* EXERCISE DIRECTIONS *
If a line in the entries contains the string "branch", include that line in your answer.
=== Begin Enclosure ===
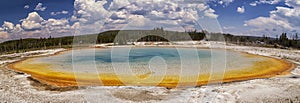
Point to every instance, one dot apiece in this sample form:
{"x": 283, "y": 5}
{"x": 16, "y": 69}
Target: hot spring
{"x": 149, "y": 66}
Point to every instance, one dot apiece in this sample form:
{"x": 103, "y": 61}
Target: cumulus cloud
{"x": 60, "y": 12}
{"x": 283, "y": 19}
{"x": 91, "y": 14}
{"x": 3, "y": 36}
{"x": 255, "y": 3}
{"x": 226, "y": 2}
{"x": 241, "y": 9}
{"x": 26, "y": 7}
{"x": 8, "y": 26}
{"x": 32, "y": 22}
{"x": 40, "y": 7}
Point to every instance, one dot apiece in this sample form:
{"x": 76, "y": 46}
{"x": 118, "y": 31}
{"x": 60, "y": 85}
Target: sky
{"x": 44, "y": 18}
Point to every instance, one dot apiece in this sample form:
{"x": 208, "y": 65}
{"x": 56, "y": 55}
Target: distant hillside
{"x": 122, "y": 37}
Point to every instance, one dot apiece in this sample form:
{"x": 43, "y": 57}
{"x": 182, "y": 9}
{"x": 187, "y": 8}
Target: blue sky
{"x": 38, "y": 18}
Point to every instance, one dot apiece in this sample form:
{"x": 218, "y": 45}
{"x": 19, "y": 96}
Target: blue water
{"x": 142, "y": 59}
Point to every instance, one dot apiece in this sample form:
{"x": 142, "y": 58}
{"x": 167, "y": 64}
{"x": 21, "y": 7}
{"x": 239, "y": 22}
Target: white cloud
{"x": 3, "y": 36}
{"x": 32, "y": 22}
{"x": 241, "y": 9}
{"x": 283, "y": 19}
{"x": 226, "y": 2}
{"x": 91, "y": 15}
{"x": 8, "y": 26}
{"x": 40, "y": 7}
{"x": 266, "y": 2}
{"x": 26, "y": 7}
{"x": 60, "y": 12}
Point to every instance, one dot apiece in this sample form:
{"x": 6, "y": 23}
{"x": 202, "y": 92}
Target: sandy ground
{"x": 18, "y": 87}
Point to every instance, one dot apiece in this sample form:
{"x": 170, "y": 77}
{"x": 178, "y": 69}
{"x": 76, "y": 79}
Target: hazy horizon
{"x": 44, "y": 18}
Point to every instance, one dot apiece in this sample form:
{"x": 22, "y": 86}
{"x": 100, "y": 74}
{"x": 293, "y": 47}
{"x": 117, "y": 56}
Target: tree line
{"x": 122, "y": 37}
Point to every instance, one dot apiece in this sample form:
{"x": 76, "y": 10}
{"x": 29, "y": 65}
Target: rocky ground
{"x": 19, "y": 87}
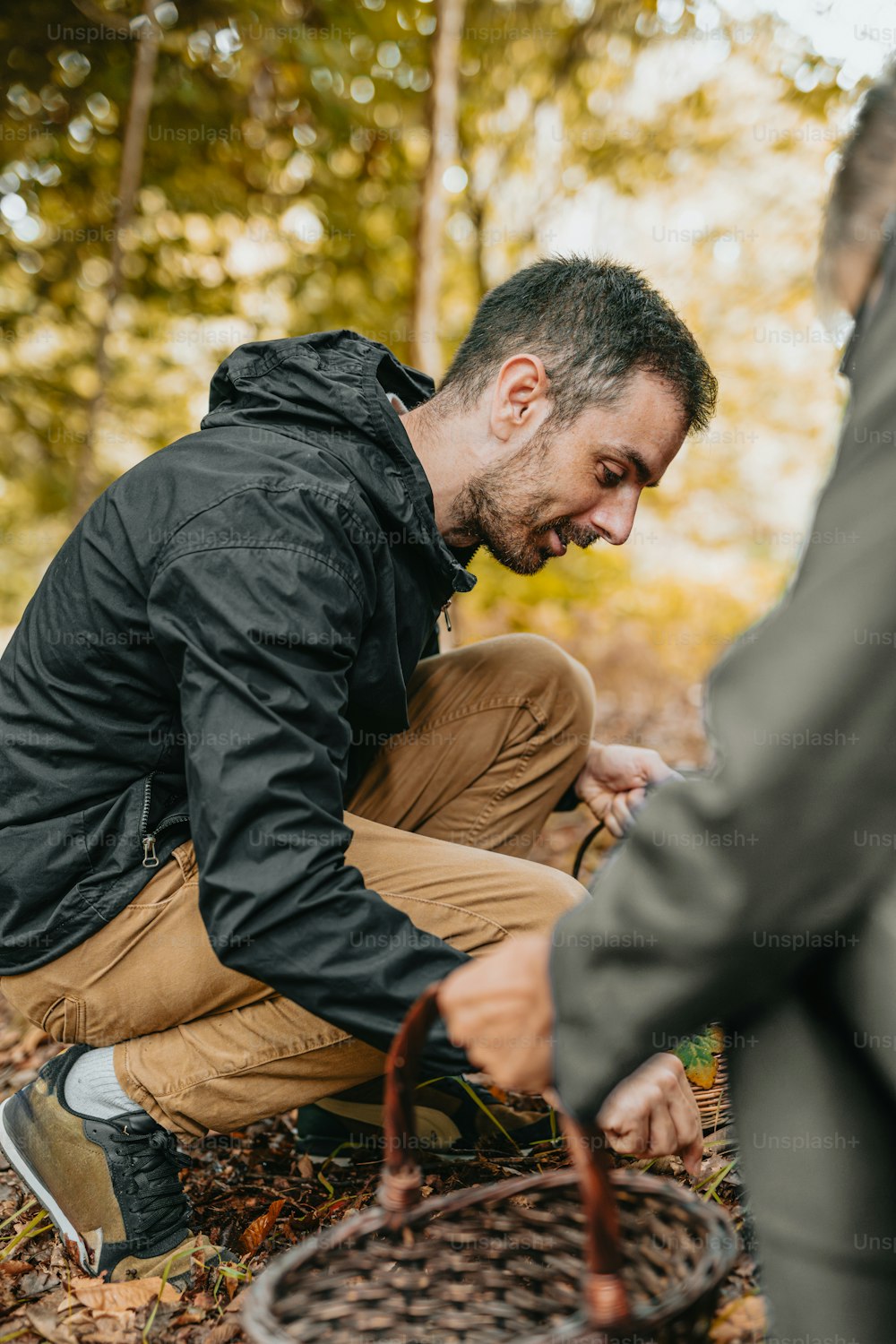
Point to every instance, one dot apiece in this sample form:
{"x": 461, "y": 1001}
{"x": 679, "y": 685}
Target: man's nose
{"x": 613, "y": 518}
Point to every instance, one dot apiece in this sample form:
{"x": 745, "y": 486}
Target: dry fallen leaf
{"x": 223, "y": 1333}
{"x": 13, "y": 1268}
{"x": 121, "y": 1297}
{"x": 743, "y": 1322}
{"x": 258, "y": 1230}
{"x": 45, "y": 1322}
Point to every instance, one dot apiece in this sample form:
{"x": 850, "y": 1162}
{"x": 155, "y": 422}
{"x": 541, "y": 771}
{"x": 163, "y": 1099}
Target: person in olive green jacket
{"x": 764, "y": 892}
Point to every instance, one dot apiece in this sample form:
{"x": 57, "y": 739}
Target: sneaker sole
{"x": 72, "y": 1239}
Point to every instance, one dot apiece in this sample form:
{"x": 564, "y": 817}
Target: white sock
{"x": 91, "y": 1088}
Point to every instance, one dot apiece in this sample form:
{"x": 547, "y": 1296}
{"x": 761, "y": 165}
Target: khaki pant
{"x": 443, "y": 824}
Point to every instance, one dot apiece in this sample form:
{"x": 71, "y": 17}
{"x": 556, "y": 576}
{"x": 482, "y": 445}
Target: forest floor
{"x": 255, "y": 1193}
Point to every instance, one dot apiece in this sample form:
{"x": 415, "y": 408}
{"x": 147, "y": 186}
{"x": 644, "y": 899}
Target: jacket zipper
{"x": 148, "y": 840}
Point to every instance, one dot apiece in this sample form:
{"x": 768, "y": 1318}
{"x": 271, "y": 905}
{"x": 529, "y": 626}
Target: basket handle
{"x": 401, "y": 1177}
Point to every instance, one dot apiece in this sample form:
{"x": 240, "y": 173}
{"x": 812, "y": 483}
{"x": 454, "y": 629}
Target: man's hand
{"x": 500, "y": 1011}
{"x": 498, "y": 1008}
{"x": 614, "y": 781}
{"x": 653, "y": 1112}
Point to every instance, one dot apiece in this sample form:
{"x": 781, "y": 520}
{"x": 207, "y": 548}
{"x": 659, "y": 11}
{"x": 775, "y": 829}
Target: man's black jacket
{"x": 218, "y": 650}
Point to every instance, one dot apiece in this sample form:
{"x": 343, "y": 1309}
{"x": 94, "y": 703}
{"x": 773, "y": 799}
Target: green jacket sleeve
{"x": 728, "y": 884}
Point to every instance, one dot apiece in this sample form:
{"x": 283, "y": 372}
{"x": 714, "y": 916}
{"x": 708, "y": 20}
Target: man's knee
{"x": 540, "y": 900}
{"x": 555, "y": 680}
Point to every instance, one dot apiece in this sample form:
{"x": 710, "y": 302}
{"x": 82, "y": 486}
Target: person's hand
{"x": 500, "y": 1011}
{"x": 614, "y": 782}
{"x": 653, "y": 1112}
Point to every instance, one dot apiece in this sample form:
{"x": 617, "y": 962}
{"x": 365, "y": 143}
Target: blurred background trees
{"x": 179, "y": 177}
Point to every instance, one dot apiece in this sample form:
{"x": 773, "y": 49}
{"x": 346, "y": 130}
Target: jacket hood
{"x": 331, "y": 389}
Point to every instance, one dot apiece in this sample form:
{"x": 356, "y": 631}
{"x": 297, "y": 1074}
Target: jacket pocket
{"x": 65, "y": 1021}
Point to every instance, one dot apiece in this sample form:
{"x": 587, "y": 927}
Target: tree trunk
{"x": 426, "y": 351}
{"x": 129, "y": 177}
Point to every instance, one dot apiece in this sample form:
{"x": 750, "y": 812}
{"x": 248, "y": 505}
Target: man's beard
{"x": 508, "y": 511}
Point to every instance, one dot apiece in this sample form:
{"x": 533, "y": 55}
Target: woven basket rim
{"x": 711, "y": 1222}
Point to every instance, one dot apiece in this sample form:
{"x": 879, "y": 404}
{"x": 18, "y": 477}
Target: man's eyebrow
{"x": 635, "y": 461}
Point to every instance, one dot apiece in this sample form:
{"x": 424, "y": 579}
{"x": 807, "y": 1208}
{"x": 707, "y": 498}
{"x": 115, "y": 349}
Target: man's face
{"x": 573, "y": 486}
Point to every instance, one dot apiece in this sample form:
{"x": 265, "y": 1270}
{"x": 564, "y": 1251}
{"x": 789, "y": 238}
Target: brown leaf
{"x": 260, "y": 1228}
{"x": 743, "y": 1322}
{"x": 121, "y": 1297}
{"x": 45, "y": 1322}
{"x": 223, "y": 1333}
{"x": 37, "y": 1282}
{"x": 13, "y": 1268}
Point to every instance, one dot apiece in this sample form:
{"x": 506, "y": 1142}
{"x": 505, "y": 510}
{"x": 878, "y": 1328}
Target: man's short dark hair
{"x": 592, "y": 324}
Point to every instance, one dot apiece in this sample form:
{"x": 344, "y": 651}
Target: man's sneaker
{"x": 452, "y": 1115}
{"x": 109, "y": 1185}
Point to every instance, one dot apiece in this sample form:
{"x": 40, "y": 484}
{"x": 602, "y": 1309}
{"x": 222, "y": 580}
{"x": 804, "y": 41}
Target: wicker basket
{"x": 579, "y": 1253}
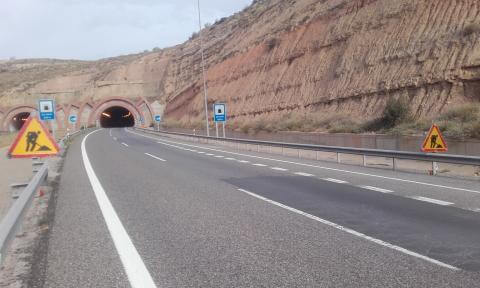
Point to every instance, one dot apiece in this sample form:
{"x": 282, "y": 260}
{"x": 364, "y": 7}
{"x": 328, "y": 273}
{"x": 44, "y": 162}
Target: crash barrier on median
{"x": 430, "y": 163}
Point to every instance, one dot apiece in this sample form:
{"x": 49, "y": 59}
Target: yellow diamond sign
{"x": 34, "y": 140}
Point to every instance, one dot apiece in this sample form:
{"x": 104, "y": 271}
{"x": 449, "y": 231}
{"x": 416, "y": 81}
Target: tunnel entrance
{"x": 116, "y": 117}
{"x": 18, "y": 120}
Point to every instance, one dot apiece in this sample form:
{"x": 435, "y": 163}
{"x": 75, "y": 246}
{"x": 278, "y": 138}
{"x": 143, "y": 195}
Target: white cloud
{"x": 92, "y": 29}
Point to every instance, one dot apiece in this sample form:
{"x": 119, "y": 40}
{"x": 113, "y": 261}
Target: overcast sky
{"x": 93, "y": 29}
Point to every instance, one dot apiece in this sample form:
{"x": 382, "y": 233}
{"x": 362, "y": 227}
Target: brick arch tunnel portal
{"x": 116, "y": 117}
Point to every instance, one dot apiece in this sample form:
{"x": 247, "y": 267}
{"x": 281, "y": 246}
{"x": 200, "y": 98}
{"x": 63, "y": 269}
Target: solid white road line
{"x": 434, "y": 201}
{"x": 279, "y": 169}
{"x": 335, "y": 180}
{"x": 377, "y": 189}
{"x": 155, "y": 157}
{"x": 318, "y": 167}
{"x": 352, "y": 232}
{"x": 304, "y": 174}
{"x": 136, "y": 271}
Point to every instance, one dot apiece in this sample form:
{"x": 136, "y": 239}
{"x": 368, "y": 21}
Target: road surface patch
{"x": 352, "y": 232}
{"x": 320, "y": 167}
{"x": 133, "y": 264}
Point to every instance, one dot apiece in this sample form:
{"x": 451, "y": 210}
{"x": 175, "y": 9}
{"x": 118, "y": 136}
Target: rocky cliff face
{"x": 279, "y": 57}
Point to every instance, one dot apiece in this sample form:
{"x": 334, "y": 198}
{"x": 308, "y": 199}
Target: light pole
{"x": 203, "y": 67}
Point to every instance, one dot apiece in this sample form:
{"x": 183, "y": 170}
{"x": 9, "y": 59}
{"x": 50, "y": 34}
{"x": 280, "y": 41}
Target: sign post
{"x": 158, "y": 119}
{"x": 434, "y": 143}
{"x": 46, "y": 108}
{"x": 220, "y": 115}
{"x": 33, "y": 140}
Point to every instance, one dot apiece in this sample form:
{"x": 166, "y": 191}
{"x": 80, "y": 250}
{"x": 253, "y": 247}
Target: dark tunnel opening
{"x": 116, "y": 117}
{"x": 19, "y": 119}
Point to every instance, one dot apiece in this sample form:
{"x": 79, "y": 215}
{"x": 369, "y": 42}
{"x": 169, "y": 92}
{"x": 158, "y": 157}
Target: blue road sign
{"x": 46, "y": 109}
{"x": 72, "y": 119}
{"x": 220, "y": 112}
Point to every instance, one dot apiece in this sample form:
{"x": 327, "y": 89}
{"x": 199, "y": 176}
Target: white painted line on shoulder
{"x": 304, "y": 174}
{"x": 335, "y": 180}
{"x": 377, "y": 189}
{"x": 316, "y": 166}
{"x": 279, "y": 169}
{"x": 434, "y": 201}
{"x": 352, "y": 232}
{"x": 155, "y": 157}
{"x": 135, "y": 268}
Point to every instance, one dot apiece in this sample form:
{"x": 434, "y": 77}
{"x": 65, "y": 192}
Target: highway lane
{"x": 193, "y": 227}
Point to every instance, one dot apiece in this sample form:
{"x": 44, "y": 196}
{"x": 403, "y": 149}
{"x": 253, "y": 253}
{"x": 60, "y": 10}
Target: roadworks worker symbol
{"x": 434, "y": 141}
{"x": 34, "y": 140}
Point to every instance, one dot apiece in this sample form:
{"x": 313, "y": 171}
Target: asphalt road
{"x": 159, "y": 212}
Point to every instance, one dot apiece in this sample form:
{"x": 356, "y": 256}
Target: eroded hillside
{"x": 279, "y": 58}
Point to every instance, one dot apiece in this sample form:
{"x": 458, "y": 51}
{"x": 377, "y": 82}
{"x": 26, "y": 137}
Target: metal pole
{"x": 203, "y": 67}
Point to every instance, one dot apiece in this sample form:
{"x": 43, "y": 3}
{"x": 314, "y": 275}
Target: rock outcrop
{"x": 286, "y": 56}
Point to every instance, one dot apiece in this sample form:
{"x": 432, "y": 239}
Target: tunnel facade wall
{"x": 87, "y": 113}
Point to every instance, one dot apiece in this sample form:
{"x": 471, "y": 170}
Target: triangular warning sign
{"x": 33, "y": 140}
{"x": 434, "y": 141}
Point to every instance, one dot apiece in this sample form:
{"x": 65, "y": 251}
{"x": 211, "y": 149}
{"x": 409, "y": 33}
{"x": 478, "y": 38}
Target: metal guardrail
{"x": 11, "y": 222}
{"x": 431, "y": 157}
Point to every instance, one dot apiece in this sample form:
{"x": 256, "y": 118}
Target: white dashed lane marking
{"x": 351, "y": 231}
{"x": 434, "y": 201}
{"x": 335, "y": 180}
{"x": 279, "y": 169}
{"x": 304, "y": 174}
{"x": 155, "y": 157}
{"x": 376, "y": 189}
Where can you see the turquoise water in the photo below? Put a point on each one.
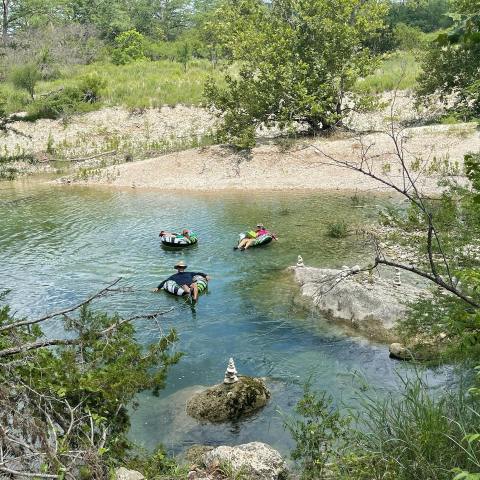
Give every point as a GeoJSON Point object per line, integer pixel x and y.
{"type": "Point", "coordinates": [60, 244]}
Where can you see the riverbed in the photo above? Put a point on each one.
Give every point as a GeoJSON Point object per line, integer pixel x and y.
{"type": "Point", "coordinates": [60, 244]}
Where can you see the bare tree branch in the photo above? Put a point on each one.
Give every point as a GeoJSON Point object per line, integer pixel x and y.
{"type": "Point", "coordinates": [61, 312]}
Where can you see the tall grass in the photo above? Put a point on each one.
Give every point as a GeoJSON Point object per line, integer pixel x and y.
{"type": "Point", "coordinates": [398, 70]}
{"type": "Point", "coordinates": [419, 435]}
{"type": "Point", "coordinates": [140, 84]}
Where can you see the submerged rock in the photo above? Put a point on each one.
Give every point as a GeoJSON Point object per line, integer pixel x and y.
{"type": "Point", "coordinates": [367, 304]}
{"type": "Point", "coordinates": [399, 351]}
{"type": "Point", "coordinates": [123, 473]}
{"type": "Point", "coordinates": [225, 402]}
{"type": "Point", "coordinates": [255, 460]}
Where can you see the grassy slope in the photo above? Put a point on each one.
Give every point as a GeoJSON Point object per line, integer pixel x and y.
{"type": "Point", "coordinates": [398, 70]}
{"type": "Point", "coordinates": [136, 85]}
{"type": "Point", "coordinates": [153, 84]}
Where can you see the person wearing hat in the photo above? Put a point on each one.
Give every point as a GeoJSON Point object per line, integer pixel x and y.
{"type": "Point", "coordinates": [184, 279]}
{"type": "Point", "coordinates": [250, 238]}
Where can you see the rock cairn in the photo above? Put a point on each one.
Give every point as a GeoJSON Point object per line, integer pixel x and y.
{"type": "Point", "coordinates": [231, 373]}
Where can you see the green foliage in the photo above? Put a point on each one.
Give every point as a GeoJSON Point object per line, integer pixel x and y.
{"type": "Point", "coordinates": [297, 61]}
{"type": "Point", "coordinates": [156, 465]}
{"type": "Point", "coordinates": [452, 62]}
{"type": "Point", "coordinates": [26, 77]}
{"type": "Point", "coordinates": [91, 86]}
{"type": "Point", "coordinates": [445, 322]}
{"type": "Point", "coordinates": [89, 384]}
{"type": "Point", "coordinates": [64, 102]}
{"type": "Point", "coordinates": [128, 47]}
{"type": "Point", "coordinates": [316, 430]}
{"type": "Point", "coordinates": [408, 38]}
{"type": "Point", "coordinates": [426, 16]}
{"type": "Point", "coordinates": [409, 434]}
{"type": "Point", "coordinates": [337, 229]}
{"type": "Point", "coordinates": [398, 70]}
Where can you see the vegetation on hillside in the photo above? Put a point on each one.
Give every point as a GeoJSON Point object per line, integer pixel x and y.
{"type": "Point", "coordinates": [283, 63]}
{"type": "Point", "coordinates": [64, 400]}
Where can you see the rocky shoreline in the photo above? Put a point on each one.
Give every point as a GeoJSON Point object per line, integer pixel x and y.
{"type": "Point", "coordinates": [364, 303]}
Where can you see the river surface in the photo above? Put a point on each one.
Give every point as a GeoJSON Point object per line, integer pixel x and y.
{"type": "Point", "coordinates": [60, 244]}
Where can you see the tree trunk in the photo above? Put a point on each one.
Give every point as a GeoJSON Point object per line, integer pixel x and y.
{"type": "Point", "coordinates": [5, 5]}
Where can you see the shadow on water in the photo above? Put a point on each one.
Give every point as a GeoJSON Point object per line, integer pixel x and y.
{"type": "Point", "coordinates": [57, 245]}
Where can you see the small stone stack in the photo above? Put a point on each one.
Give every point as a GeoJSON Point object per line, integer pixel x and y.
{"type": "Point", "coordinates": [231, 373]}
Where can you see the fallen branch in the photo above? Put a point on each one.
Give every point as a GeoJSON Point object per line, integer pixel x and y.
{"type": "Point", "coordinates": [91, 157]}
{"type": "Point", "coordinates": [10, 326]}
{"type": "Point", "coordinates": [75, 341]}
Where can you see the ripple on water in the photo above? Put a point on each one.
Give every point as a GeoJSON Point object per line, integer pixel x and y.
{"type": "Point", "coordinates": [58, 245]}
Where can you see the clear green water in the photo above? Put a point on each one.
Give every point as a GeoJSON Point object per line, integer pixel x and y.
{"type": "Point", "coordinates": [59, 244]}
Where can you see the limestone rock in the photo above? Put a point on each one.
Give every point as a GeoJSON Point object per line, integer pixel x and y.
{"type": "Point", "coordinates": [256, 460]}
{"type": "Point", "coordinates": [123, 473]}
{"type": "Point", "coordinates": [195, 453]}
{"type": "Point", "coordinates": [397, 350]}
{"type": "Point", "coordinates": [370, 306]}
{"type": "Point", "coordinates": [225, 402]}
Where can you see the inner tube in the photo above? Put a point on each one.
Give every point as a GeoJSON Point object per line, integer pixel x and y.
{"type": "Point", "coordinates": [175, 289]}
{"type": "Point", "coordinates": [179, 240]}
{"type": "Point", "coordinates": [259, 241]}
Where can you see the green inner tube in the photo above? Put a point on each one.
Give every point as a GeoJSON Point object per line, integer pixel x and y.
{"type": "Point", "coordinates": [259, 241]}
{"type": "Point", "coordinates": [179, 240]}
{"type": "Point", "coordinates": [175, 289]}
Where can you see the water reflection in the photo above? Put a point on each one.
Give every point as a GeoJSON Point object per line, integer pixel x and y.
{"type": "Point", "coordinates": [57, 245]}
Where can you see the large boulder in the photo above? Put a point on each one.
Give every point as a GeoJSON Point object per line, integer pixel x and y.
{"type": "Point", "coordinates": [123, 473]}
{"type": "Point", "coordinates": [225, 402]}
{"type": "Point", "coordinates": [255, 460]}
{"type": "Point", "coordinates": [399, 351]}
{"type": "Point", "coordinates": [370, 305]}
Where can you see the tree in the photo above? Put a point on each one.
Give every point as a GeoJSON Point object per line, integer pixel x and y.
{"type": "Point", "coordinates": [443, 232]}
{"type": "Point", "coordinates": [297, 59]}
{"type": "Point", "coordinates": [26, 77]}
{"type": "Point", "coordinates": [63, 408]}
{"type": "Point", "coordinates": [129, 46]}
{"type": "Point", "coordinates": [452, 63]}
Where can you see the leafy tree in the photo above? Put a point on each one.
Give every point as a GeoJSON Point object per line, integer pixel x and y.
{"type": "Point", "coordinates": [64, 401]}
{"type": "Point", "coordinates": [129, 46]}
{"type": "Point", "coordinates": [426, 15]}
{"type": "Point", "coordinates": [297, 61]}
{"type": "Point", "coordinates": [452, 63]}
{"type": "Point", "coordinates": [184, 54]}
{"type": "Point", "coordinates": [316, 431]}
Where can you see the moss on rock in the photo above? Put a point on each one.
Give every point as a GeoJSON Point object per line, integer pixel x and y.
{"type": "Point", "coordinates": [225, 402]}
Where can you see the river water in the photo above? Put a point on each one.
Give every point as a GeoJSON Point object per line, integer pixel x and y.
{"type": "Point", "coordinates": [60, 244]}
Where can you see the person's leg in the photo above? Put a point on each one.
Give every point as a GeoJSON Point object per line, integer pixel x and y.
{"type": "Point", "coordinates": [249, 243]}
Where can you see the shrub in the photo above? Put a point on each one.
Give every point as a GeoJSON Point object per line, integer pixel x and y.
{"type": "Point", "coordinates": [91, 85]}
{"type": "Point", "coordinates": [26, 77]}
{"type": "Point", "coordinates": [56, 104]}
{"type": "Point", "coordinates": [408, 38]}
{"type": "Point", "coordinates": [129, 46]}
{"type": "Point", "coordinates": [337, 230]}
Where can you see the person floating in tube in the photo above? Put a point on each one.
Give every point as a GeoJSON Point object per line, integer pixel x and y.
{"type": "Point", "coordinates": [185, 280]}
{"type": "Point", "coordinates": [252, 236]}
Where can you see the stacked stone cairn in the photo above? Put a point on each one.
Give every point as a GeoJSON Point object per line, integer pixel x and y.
=== End Enclosure ===
* SOLUTION FOR THIS EXERCISE *
Where can you see the bare tree branch in the photo above? Put a point on each one.
Where can you see the fallen branch in the photo above? Put a point on each one.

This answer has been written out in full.